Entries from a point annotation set
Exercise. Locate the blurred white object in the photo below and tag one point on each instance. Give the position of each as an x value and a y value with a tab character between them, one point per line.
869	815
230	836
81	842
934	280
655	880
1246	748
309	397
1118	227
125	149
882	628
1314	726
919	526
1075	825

==

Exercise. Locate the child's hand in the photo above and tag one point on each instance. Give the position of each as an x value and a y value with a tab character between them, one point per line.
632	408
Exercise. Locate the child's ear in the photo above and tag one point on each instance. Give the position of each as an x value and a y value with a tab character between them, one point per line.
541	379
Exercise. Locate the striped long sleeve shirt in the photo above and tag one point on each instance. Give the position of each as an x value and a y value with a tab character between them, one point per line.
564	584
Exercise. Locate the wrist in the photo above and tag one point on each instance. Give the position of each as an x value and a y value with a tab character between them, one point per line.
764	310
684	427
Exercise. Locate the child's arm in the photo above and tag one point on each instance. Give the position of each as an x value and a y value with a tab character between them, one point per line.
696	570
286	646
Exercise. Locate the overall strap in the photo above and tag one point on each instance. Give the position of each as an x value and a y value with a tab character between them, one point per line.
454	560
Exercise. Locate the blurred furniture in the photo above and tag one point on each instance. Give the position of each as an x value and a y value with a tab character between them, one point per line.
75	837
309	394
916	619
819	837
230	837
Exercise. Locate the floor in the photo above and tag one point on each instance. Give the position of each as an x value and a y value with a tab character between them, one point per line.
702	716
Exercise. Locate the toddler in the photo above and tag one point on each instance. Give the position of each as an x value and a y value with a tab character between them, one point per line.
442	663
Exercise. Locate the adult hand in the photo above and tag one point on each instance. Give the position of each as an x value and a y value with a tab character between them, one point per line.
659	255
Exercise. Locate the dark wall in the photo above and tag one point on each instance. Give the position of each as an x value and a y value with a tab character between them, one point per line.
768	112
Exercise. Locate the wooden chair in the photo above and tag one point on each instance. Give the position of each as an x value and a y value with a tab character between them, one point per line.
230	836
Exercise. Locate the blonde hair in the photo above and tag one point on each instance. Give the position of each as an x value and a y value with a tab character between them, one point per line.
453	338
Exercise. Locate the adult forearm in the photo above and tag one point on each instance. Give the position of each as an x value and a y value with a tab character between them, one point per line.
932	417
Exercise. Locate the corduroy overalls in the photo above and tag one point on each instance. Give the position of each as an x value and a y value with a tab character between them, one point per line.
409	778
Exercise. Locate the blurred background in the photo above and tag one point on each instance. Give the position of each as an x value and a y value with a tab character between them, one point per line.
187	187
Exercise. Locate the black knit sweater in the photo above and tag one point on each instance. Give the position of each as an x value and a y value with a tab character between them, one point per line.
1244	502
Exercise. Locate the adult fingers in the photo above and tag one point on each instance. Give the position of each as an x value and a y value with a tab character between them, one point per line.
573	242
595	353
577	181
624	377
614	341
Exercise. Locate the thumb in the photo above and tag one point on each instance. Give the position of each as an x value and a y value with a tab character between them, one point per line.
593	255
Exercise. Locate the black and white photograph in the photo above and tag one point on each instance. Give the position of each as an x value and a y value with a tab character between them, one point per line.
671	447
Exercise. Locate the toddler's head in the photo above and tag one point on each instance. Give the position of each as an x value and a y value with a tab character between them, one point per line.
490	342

TASK INSTRUCTIONS » Please pull out every line of the data above that contains the word "object". Case matters.

COMPLETE OUTPUT »
Exercise. Locate the blurred white object in the photo below and tag one point on each instance. Give the position of each as an x value and a y value with a tab character between them, one point per line.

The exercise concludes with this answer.